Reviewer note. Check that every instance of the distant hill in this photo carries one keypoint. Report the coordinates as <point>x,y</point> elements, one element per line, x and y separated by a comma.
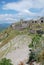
<point>4,26</point>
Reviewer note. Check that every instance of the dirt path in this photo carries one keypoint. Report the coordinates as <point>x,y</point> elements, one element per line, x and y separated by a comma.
<point>19,49</point>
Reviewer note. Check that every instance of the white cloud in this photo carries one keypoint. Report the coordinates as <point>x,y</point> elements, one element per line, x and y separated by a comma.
<point>7,17</point>
<point>24,4</point>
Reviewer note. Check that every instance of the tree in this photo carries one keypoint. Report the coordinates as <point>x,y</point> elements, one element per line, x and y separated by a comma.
<point>5,61</point>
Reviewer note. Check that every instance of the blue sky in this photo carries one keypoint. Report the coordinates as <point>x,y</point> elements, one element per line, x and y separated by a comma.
<point>14,10</point>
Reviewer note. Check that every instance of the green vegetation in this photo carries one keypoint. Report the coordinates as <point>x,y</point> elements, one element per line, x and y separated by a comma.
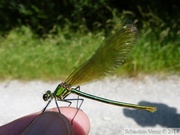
<point>46,41</point>
<point>25,56</point>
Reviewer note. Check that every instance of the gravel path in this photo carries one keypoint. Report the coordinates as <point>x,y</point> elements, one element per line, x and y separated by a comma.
<point>21,98</point>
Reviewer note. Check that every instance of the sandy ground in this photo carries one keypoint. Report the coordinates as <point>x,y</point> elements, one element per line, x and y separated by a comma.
<point>22,98</point>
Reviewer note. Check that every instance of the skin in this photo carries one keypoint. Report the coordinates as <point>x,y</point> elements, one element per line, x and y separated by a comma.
<point>49,122</point>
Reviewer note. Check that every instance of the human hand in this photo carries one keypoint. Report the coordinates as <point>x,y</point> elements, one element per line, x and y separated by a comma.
<point>49,122</point>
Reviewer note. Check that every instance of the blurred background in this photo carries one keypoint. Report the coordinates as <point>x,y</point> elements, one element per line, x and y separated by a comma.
<point>42,42</point>
<point>49,39</point>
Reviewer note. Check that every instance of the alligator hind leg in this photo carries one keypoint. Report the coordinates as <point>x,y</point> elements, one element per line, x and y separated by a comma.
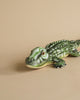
<point>58,63</point>
<point>75,53</point>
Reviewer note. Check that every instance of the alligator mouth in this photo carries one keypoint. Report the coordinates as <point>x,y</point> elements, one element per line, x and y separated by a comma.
<point>29,64</point>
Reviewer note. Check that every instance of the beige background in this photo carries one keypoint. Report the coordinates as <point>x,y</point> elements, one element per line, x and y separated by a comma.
<point>25,24</point>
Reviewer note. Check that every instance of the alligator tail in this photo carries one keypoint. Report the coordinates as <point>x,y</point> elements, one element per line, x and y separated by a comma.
<point>78,42</point>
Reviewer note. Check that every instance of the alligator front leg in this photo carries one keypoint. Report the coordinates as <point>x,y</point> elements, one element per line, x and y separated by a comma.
<point>75,53</point>
<point>58,63</point>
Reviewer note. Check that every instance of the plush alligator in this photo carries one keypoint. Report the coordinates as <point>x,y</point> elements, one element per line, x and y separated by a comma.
<point>53,54</point>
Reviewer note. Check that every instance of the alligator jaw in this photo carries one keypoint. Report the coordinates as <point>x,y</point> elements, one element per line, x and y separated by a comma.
<point>33,67</point>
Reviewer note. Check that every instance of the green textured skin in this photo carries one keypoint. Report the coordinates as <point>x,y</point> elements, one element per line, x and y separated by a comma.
<point>53,52</point>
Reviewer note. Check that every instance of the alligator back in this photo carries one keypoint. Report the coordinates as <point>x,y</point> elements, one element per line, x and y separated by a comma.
<point>58,48</point>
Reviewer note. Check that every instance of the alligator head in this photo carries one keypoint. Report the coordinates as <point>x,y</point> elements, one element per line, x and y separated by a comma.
<point>37,57</point>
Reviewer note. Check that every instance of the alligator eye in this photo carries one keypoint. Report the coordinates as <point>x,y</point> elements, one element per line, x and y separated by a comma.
<point>43,53</point>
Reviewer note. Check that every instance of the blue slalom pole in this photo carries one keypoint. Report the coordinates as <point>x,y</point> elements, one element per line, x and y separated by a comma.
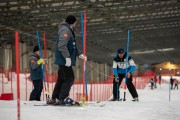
<point>41,56</point>
<point>127,55</point>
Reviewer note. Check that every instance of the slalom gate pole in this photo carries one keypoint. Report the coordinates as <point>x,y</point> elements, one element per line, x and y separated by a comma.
<point>127,52</point>
<point>85,79</point>
<point>83,27</point>
<point>46,66</point>
<point>44,79</point>
<point>17,73</point>
<point>169,90</point>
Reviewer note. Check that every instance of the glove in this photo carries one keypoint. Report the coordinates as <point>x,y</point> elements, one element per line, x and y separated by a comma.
<point>116,79</point>
<point>68,62</point>
<point>83,57</point>
<point>41,61</point>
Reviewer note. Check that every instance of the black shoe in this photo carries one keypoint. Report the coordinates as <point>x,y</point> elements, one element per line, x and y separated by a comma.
<point>135,99</point>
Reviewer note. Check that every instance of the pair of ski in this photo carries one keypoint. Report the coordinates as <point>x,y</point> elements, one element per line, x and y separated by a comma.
<point>76,104</point>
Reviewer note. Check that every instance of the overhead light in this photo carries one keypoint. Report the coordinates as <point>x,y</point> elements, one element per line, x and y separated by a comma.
<point>153,51</point>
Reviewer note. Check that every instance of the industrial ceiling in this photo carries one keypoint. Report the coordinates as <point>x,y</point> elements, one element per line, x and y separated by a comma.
<point>154,26</point>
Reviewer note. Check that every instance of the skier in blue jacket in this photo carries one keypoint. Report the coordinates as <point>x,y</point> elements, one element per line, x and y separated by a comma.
<point>35,63</point>
<point>119,70</point>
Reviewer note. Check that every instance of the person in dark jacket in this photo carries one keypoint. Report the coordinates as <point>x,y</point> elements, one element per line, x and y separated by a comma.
<point>119,70</point>
<point>65,57</point>
<point>35,63</point>
<point>152,83</point>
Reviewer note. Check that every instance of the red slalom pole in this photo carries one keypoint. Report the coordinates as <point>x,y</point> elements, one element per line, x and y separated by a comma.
<point>46,67</point>
<point>85,55</point>
<point>17,73</point>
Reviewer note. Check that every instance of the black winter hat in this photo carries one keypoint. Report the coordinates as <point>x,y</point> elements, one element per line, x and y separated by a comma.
<point>70,19</point>
<point>36,48</point>
<point>120,51</point>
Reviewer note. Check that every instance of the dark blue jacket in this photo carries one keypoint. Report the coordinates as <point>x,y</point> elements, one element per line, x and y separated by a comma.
<point>65,45</point>
<point>35,69</point>
<point>119,65</point>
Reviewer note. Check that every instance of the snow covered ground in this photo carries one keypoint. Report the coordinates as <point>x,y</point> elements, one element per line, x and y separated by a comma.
<point>153,105</point>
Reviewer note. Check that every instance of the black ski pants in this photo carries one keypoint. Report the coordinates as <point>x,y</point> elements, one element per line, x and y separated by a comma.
<point>64,82</point>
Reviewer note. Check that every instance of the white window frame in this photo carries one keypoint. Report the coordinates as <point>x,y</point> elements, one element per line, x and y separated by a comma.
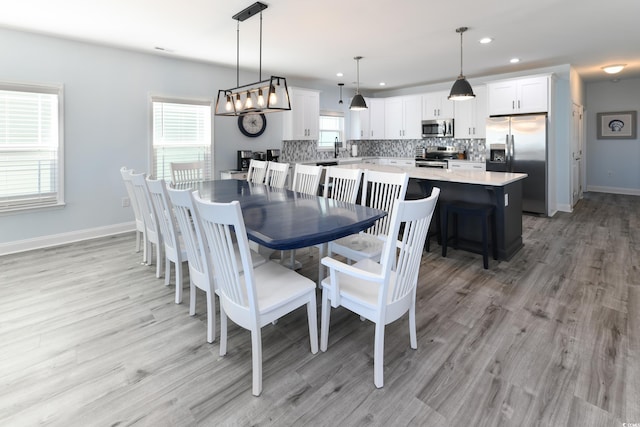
<point>329,146</point>
<point>209,167</point>
<point>55,200</point>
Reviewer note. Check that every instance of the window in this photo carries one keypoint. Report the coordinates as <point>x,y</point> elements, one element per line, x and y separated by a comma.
<point>331,127</point>
<point>31,155</point>
<point>181,133</point>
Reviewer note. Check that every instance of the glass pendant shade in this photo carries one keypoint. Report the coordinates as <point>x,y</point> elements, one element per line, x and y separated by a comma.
<point>357,103</point>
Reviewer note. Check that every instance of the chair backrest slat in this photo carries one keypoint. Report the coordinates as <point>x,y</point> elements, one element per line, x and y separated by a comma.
<point>306,179</point>
<point>413,218</point>
<point>257,171</point>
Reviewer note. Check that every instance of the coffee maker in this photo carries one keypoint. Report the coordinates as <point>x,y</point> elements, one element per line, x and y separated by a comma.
<point>244,158</point>
<point>273,155</point>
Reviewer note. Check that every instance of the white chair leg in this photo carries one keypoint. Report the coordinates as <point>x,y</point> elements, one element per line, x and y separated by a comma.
<point>412,327</point>
<point>192,298</point>
<point>211,317</point>
<point>256,359</point>
<point>313,324</point>
<point>178,282</point>
<point>223,332</point>
<point>378,355</point>
<point>324,320</point>
<point>167,271</point>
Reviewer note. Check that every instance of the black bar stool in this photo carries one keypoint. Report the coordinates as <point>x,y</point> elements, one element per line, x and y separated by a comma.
<point>486,214</point>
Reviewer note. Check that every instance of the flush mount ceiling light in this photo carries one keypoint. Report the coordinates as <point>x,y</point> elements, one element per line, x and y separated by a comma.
<point>461,89</point>
<point>614,69</point>
<point>263,96</point>
<point>357,103</point>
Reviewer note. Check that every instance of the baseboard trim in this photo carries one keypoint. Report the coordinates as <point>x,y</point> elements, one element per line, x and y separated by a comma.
<point>64,238</point>
<point>615,190</point>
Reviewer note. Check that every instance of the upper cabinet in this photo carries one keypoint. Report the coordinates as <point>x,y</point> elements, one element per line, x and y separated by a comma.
<point>369,123</point>
<point>436,105</point>
<point>518,96</point>
<point>402,117</point>
<point>301,123</point>
<point>471,115</point>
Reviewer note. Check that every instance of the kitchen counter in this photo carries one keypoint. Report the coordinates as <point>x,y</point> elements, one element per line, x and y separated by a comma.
<point>459,176</point>
<point>503,190</point>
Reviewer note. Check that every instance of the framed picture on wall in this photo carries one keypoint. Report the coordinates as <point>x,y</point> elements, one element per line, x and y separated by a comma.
<point>618,125</point>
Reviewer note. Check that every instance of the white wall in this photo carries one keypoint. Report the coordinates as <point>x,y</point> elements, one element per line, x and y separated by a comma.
<point>613,166</point>
<point>106,93</point>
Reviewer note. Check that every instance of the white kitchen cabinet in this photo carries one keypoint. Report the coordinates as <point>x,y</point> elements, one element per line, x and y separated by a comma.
<point>519,96</point>
<point>471,115</point>
<point>402,117</point>
<point>369,123</point>
<point>467,164</point>
<point>436,105</point>
<point>302,121</point>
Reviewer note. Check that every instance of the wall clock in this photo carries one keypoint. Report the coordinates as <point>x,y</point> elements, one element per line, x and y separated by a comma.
<point>252,125</point>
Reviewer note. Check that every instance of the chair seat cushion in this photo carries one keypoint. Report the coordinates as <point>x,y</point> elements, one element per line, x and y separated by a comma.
<point>362,290</point>
<point>358,246</point>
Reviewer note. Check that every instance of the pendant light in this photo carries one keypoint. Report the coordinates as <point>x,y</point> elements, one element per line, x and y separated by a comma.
<point>461,89</point>
<point>264,96</point>
<point>357,103</point>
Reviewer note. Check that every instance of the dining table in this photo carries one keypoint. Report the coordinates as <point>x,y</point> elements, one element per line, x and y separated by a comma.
<point>282,219</point>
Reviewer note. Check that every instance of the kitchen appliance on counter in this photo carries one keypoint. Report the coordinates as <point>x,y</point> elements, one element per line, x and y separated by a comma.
<point>435,156</point>
<point>440,128</point>
<point>244,158</point>
<point>519,144</point>
<point>273,155</point>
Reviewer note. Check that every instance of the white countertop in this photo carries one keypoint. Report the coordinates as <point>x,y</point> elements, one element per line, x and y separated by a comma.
<point>497,179</point>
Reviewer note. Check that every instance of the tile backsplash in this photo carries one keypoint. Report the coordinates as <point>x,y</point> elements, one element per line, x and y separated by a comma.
<point>297,151</point>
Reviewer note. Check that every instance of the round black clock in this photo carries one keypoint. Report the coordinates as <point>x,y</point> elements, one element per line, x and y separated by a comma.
<point>252,125</point>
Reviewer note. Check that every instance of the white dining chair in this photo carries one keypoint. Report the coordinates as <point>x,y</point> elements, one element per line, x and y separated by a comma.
<point>187,171</point>
<point>379,191</point>
<point>257,171</point>
<point>306,179</point>
<point>341,184</point>
<point>200,268</point>
<point>276,175</point>
<point>251,297</point>
<point>133,201</point>
<point>152,228</point>
<point>174,250</point>
<point>384,291</point>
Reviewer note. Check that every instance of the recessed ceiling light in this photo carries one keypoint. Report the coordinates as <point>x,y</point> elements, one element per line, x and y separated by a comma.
<point>614,69</point>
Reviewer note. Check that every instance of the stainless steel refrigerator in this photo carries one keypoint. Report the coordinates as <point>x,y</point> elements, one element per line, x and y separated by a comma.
<point>519,144</point>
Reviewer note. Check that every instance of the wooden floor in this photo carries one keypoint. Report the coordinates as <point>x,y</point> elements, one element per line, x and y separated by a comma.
<point>89,337</point>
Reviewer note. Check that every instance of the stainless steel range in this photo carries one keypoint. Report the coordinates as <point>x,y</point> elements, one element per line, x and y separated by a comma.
<point>435,156</point>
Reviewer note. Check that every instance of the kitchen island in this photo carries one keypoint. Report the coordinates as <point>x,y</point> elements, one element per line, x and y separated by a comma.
<point>503,190</point>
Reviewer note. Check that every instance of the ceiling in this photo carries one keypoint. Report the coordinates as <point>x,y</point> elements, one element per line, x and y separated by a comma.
<point>403,43</point>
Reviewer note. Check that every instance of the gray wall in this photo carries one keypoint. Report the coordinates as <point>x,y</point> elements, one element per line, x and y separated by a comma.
<point>613,166</point>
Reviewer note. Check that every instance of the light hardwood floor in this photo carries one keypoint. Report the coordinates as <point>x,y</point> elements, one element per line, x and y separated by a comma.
<point>89,337</point>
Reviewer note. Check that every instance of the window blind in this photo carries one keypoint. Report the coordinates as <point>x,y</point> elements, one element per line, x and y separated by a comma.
<point>30,148</point>
<point>181,133</point>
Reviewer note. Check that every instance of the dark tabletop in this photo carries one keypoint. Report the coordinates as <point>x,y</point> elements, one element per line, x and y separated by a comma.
<point>283,219</point>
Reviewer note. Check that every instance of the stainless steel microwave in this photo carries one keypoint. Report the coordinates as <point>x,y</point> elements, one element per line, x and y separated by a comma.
<point>440,128</point>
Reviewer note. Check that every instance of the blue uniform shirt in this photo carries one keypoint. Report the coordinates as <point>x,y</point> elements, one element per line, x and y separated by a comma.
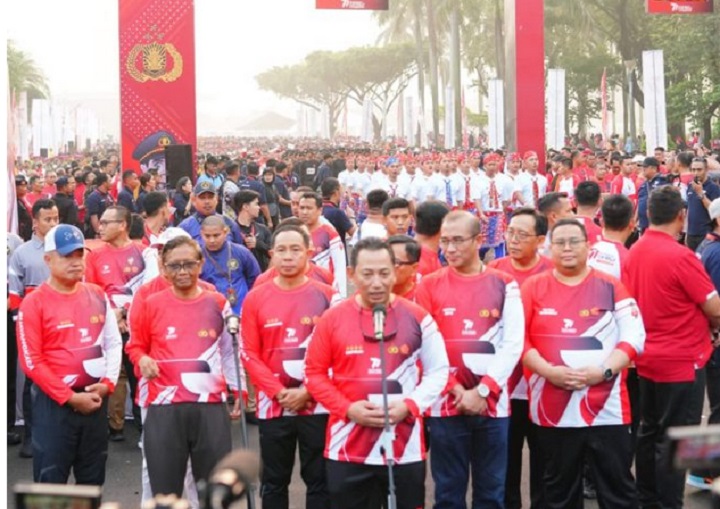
<point>233,270</point>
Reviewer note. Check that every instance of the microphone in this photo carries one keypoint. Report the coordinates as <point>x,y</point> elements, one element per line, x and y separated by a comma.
<point>231,478</point>
<point>232,324</point>
<point>379,313</point>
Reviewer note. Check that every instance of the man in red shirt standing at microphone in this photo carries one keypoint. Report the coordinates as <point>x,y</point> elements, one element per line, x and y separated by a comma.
<point>344,342</point>
<point>277,322</point>
<point>479,314</point>
<point>70,347</point>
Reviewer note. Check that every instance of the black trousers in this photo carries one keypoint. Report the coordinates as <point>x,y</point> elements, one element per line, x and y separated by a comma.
<point>278,440</point>
<point>11,369</point>
<point>172,433</point>
<point>521,428</point>
<point>64,439</point>
<point>664,405</point>
<point>356,486</point>
<point>609,451</point>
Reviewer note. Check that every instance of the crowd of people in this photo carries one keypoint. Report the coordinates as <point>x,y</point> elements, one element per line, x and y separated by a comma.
<point>572,306</point>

### Exercise aim:
Return everything in the listing above, word for word, from its first line down to and including the line that contains "<point>21,98</point>". Omit the pictures from your answer.

### Solution to this exercise:
Reviewer note. Check that every instance of the distant hill in this photo carries one keypoint. Report the coordinates as <point>x,y</point> elements, one element per line, x and y separated by a comma.
<point>4,26</point>
Reviewer note. Check that every instance of the dirt path in this photo carries one keypoint. Report the coordinates as <point>x,y</point> elements, one element per line, x and y separated by a comma.
<point>19,49</point>
Reviewer note. Check that every instance of the white cloud in this photo carries one keypoint. Report the coordinates as <point>x,y</point> elements, one element per line, x and y separated by a comma.
<point>7,17</point>
<point>24,4</point>
Reviewer note. Check that every instance of the tree in this photo carries one keypoint. Report the coordinates as <point>x,y</point> elements, one element per line, x and y separated by a comma.
<point>5,61</point>
Reviewer note. Check that every instance of the blue sky in this photo carries one keypoint. Report the coordinates as <point>x,y</point> elements, one element per line, x and y separated by a comma.
<point>14,10</point>
Reviewer note. Check that every instance of the green vegetation in this photo carries one keypoint. Report the coordinates as <point>x,y</point> elements, one element per line, x and y separated by a comma.
<point>46,41</point>
<point>25,56</point>
Reviewer note. Check that every instance of the gravel path in this photo carries one keypoint. Report the coordinates as <point>x,y</point> elements, one element per line, x and y separated by a comma.
<point>21,98</point>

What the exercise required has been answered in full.